-- START Excerpt --

James Shewan

James Shewan (6 January 1848, Rora, Aberdeenshire - 7 May 1914) was a Scottish-American businessman who made his fortune in real estate in the United States. He was the founder of the largest dry dock and ship repairing facility in the Port of New York.

Shewan was born on 6 January 1848 in Rora, Aberdeenshire. His father died when he was four years old. He was apprenticed to a ship carpenter, and in 1869 he moved to New York City. In New York he started a dry dock and ship repair business, first called Shewan and Palmer, later Shewan and Jenkins. In 1877 Shewan bought out Jenkins and became the sole owner of the business.[1]

In 1870 Shewan married a Welsh lady Ellen Curley. They had three daughters (Nellie, Ada and Agnes - later Marquise Rizzo dei Ritii[2][3]) and two sons (James Jr. and Edwin A.)[1]. James was owner of an important listed historical building, Inverugie Estate/ Plumbush[4], in Cold Spring, New York.

Shewan died on 7 May 1914. His business passed into the hands of his sons[5].[1]

References

  1. 1 2 3 MacDougall, Donald John, ed. (1917). Scots and Scots' Descendants in America. Caledonian publishing Company. pp. 354–355. Retrieved 5 February 2016.

-- END Excerpt --
-- START Data listing --

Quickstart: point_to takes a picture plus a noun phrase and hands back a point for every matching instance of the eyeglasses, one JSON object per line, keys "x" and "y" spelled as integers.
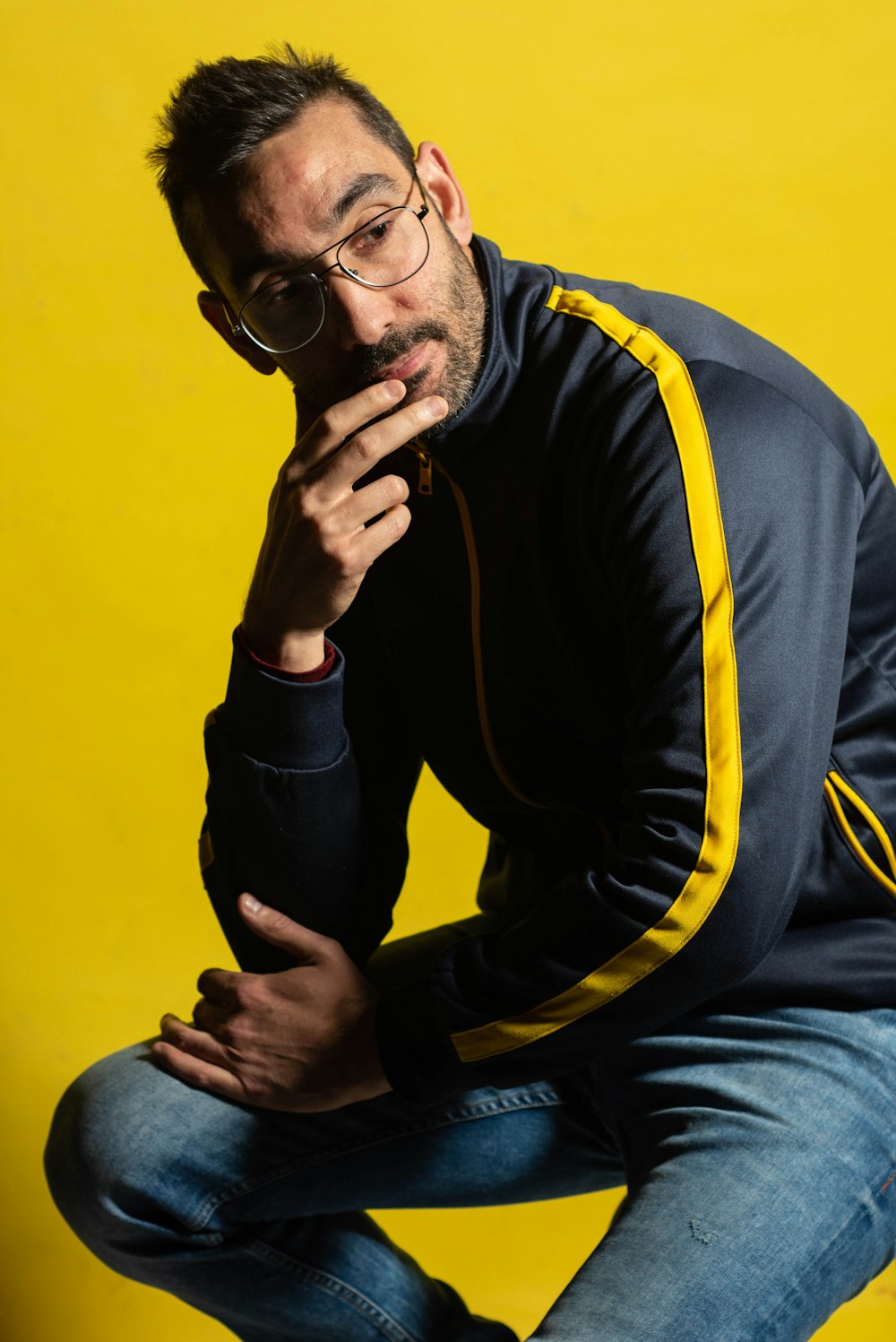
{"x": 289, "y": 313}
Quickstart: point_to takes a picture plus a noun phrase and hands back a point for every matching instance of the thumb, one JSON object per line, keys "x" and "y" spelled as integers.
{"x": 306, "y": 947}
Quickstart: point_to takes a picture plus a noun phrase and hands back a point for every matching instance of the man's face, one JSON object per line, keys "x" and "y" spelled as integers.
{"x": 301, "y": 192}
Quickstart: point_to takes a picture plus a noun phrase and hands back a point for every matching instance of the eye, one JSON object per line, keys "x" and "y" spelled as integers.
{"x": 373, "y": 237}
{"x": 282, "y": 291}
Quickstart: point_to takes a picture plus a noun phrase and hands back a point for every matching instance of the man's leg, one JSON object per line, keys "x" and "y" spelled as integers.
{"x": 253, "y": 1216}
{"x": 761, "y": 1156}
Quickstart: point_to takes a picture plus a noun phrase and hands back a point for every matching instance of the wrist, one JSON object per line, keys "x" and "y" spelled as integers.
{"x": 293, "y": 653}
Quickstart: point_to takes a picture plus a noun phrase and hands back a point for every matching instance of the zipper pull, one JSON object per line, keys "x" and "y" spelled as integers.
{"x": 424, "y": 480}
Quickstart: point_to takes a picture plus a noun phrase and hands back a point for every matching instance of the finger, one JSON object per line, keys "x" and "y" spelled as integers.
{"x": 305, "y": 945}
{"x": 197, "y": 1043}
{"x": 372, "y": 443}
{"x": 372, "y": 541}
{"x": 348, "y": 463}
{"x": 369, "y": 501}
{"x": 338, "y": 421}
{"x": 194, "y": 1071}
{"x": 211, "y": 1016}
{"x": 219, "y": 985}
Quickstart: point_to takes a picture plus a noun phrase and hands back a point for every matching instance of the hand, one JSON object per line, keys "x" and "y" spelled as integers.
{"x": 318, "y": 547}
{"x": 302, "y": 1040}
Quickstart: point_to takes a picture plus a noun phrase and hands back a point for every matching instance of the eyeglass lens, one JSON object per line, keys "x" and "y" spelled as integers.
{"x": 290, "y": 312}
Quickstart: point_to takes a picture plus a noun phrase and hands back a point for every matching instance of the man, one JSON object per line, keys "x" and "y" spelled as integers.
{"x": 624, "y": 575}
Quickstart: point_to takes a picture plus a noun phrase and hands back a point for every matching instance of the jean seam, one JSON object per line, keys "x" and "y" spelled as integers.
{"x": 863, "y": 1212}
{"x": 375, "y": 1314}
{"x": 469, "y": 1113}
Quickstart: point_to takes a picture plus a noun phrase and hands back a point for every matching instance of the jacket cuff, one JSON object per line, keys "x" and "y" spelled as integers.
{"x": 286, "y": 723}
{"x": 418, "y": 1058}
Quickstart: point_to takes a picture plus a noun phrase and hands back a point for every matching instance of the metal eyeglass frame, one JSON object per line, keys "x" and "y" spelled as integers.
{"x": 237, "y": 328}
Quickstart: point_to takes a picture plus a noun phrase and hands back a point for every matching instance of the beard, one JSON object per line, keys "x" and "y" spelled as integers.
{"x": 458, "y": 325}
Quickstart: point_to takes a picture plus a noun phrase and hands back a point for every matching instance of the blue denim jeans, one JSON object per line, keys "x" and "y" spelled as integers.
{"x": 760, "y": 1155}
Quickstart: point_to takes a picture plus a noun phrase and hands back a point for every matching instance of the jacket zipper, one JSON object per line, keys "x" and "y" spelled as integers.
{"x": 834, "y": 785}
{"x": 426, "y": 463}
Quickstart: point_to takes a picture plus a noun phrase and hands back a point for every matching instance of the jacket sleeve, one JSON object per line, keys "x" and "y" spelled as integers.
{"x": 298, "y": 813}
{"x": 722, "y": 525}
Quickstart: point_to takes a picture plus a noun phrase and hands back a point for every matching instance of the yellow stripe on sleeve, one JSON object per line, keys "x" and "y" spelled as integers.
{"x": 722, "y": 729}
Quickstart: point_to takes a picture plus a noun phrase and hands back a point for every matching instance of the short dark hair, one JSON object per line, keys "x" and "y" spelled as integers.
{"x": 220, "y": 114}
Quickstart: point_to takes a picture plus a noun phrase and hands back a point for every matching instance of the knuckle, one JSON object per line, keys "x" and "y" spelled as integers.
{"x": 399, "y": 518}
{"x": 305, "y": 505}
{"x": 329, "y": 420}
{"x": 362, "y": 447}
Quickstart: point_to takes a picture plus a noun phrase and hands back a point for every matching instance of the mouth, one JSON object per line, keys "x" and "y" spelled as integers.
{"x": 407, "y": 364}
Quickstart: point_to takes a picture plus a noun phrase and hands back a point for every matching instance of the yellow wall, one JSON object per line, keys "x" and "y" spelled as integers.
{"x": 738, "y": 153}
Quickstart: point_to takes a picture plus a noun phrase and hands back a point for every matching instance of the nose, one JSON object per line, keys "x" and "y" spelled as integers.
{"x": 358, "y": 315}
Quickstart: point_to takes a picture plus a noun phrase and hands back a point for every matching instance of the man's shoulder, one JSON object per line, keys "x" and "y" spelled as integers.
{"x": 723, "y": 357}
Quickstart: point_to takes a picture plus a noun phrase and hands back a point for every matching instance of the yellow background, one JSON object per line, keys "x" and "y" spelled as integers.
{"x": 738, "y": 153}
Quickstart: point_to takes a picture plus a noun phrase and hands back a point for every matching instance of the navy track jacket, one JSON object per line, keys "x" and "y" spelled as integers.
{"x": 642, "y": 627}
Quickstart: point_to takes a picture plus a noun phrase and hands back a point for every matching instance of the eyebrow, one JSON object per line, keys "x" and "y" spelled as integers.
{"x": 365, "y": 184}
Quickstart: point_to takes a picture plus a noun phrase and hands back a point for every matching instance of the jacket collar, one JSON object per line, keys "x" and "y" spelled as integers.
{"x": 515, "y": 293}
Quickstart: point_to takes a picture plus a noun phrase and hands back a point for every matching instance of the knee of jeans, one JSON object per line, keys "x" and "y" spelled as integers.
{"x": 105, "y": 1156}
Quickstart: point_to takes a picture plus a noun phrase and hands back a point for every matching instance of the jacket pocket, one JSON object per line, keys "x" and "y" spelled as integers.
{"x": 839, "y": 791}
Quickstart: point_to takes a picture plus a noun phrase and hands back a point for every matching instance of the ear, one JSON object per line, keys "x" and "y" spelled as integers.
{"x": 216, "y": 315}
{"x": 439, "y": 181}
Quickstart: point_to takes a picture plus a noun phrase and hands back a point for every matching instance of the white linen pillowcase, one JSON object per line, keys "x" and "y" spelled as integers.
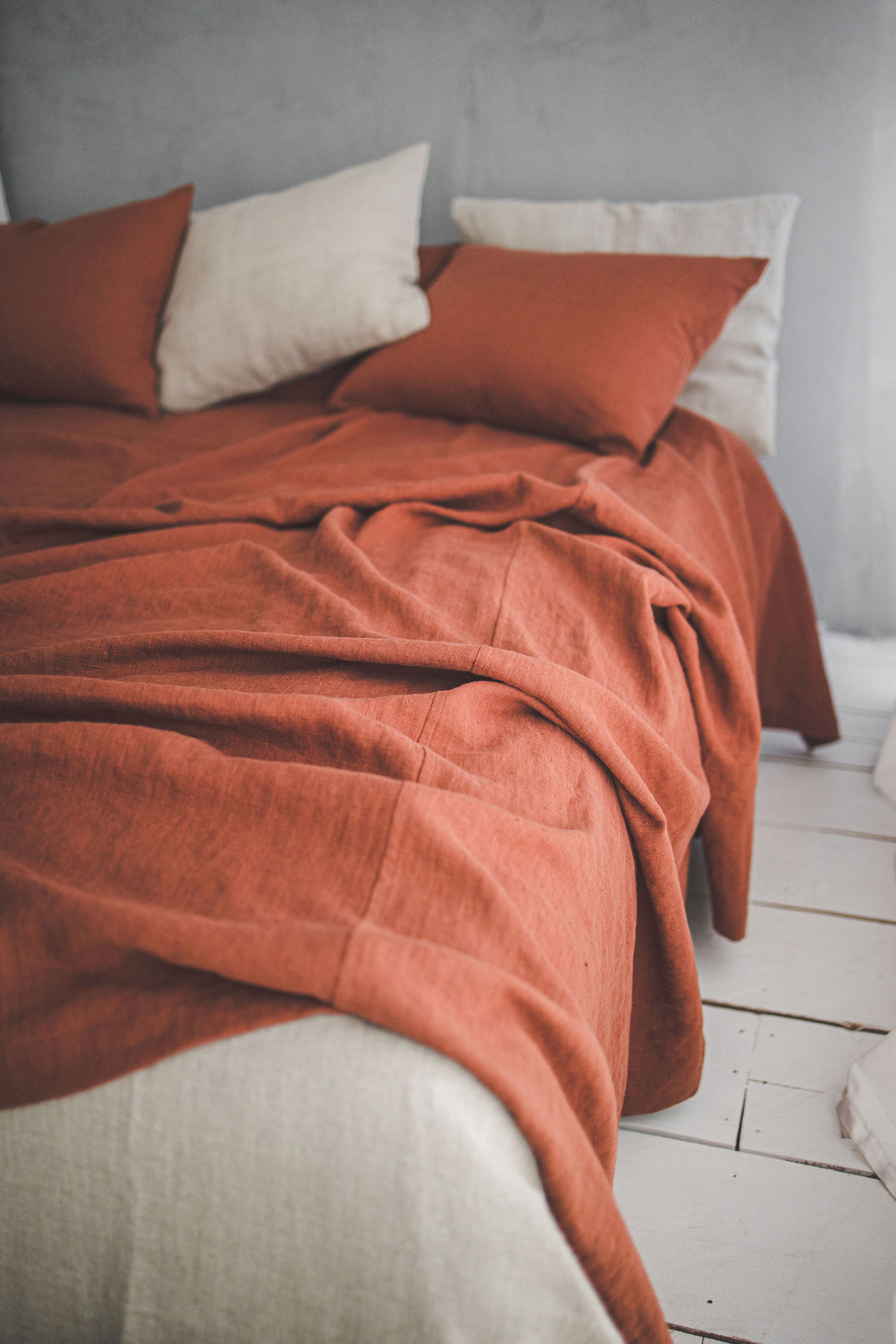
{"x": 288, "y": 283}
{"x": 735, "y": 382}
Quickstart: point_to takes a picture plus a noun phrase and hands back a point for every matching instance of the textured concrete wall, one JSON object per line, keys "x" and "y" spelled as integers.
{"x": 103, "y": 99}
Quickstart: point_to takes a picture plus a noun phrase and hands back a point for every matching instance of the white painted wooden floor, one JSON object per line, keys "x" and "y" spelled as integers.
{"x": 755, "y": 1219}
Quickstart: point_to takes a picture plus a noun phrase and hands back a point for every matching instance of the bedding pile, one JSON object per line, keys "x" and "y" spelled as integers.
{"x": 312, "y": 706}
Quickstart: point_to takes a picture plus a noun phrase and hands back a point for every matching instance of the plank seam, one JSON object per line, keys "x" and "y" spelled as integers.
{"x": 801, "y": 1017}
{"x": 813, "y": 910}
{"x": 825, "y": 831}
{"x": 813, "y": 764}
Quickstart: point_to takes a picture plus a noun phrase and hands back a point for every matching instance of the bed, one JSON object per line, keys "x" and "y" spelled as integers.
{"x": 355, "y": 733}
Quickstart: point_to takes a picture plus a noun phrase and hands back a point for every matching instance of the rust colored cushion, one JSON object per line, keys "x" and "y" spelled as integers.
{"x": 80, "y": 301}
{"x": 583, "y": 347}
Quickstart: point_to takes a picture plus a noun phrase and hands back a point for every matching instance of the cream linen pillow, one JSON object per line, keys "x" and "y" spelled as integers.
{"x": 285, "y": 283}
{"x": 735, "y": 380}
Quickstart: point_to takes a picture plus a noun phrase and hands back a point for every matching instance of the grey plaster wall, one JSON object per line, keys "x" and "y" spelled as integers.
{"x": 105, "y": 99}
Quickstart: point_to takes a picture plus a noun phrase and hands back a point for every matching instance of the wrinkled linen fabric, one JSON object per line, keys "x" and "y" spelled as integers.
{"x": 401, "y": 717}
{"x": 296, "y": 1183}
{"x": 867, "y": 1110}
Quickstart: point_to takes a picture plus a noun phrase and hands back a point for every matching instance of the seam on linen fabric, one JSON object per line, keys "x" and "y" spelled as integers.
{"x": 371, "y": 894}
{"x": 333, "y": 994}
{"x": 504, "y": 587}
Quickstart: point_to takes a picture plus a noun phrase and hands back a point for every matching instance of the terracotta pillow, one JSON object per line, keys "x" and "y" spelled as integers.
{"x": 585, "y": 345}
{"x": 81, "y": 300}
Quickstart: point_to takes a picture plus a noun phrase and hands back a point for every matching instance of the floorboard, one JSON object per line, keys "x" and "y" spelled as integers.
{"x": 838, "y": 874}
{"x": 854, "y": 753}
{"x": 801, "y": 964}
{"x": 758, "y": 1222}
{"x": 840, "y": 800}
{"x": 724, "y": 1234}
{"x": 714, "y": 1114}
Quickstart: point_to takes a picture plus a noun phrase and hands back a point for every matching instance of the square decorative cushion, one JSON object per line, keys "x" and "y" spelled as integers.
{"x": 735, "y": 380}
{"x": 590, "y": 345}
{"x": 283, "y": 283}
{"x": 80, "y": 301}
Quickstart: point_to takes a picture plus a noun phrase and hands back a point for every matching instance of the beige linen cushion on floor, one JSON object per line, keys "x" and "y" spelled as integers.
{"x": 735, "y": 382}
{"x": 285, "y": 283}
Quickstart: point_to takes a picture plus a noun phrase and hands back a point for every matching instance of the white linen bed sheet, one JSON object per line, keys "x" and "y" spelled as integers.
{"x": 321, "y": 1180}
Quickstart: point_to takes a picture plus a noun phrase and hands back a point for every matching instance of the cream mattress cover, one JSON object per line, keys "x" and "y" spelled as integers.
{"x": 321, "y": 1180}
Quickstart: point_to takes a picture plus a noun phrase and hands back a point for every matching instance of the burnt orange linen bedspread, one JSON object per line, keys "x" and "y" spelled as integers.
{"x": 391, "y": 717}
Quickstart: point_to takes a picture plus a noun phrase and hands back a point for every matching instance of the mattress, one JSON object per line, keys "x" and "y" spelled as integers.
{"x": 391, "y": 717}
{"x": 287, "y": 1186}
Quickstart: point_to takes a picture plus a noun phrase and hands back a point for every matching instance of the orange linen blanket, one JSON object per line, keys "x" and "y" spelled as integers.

-- END Data listing --

▸ Required task
Write out the passage of the James Shewan text from "James Shewan (6" up to and including "of New York.".

▸ Output for this task
James Shewan (6 January 1848, Rora, Aberdeenshire - 7 May 1914) was a Scottish-American businessman who made his fortune in real estate in the United States. He was the founder of the largest dry dock and ship repairing facility in the Port of New York.